--- Data in this exercise ---
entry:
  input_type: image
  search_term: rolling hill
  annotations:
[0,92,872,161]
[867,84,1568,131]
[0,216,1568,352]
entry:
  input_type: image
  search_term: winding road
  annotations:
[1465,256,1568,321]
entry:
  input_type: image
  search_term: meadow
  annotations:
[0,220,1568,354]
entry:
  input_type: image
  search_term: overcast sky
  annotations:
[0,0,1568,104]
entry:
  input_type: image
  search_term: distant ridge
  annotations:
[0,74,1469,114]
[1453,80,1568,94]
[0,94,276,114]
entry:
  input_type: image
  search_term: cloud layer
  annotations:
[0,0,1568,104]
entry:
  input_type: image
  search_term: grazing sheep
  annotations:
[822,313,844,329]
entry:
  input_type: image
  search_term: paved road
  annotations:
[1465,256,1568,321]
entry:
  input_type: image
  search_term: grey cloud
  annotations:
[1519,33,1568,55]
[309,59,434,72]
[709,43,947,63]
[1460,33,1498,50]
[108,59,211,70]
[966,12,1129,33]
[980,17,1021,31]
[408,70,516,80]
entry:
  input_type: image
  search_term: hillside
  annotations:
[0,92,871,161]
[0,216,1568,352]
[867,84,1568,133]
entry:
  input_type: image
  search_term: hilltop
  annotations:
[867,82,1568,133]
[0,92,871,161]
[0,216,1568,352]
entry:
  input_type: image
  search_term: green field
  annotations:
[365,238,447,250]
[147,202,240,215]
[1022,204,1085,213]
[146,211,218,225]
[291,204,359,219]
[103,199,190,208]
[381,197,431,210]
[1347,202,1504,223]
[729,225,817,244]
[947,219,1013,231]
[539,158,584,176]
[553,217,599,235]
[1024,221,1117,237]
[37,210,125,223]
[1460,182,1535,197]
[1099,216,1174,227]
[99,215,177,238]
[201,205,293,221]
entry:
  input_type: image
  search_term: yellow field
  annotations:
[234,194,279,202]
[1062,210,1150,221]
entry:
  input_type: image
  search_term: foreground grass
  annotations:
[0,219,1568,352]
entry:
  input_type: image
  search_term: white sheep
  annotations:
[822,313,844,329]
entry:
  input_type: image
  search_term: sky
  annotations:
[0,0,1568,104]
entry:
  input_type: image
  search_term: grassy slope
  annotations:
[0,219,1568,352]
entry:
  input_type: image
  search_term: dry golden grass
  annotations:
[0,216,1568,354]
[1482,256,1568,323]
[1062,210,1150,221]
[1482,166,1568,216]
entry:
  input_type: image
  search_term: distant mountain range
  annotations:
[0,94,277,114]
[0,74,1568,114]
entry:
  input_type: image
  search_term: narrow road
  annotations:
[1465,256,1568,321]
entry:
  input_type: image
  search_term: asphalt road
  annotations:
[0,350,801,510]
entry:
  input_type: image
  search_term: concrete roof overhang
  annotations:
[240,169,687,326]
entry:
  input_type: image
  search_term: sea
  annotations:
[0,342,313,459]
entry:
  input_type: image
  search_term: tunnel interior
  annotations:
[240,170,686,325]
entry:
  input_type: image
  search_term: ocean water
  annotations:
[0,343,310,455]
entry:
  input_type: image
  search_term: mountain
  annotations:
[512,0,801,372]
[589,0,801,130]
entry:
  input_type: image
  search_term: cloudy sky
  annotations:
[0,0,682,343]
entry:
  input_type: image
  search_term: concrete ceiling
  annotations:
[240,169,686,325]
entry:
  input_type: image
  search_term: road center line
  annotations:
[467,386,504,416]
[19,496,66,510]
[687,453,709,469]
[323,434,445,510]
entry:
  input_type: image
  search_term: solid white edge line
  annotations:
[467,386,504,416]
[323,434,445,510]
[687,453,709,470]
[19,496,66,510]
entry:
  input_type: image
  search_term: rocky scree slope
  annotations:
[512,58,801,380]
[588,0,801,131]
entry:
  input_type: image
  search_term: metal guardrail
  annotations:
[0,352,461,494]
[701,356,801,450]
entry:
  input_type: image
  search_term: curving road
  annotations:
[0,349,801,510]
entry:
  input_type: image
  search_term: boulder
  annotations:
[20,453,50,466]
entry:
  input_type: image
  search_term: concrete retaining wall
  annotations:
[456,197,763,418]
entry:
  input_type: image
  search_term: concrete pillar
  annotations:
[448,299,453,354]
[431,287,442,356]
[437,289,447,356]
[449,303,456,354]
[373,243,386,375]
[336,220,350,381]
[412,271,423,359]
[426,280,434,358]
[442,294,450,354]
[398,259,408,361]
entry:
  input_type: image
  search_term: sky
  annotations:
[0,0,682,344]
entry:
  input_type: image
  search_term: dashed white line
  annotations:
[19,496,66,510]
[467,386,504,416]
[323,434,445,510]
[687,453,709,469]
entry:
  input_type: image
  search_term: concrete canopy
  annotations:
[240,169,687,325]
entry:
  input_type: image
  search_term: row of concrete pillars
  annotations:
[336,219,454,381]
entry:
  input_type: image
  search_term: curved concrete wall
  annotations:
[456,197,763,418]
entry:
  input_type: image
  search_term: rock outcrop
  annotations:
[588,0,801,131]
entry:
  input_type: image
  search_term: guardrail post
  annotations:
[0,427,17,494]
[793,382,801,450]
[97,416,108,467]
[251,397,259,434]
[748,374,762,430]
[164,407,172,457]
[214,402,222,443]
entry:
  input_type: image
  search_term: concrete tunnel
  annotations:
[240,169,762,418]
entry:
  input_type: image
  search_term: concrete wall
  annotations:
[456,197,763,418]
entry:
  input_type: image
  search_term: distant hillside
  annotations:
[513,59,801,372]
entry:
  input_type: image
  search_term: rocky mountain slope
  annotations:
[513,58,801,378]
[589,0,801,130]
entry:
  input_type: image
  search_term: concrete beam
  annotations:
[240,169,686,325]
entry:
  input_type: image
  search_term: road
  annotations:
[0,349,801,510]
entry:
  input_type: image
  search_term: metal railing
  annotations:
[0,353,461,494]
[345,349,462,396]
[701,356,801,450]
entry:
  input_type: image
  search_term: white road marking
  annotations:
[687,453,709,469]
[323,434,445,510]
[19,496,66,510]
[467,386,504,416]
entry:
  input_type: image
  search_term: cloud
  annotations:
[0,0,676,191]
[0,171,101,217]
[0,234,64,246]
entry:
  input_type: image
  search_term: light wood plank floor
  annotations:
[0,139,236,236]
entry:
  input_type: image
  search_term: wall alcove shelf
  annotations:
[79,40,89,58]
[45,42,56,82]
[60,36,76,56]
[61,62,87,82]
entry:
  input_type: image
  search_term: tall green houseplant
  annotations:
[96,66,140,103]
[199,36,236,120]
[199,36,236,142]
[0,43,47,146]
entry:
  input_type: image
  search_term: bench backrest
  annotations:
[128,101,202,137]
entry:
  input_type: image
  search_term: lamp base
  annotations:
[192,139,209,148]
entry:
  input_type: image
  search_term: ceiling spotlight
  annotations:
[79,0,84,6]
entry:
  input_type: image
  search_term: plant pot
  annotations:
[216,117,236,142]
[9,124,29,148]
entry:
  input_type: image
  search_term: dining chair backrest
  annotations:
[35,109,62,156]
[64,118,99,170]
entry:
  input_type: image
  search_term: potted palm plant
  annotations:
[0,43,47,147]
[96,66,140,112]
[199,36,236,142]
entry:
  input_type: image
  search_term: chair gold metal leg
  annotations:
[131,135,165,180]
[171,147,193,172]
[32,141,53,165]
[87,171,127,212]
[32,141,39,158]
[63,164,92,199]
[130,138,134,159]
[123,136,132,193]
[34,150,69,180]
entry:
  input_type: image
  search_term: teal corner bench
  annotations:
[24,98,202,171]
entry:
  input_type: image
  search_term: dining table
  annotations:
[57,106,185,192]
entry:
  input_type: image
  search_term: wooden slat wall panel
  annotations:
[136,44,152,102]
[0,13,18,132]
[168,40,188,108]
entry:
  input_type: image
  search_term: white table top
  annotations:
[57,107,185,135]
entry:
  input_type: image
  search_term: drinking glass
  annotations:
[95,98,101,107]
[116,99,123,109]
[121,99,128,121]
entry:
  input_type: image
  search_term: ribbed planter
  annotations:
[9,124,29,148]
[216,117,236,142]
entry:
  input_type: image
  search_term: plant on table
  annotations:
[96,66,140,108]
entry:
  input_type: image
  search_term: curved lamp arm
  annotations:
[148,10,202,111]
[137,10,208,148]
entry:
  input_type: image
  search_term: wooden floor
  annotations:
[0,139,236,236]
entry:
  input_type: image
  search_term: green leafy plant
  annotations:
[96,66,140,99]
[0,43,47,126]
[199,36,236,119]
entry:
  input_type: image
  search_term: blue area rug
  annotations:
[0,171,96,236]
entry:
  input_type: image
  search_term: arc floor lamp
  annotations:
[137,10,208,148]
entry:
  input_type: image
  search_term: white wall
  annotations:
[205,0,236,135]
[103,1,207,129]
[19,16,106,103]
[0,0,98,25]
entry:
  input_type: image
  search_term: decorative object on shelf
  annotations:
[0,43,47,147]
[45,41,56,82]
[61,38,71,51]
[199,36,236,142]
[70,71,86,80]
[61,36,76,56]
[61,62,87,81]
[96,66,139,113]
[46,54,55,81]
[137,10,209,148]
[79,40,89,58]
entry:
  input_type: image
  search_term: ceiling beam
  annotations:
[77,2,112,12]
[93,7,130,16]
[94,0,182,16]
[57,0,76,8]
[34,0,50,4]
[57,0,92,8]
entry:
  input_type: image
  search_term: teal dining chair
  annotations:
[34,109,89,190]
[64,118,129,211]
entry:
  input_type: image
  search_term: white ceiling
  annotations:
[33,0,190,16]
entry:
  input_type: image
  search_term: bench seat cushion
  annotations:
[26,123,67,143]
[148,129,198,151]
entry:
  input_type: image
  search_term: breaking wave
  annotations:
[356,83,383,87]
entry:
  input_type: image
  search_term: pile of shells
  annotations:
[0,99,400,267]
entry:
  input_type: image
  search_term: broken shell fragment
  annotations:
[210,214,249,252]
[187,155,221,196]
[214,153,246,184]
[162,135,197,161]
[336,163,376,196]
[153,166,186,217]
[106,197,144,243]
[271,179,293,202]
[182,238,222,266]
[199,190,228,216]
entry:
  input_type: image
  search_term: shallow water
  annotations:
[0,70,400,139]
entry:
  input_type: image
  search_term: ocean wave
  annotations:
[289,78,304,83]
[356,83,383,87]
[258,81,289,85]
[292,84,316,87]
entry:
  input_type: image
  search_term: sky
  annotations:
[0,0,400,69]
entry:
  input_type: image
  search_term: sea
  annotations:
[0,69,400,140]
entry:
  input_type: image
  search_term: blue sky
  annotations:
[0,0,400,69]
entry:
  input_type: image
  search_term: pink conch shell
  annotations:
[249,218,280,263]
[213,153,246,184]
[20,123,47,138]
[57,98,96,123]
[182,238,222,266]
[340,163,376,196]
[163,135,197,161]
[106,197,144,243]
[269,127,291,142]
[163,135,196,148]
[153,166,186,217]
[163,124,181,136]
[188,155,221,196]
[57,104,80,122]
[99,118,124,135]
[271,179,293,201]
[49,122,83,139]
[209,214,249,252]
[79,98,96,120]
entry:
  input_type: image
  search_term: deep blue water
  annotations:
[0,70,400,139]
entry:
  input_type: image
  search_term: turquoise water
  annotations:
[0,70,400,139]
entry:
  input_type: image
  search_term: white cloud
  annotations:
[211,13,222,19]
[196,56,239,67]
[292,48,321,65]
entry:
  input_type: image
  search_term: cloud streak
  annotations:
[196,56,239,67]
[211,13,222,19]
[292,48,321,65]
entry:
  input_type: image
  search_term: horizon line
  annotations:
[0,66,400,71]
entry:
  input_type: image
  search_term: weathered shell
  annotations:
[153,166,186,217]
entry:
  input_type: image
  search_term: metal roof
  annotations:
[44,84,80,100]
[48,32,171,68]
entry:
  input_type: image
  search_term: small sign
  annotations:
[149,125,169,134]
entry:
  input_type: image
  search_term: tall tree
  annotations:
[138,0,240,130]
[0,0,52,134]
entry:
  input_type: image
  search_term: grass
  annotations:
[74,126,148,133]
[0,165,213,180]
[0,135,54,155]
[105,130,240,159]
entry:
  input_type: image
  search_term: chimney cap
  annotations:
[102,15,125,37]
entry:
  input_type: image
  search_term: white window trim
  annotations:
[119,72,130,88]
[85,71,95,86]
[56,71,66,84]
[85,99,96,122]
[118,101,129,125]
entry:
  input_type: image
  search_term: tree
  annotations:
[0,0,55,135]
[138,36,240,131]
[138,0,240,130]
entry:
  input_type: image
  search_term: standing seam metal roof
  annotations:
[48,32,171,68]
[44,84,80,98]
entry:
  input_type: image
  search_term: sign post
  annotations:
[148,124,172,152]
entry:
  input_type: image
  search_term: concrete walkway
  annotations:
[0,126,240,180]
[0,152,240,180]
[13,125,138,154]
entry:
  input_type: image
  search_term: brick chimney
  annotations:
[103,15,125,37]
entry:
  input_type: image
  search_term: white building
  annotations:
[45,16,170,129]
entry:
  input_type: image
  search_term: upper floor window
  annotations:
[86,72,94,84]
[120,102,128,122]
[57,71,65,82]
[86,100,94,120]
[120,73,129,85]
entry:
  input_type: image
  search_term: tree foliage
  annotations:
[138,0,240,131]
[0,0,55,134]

--- Work to do ---
Quote every line from the rows above that has the word "slope" in it.

--- Task solution ---
  search_term: grassy slope
  search_term: rocky scree slope
  search_term: rocky mountain slope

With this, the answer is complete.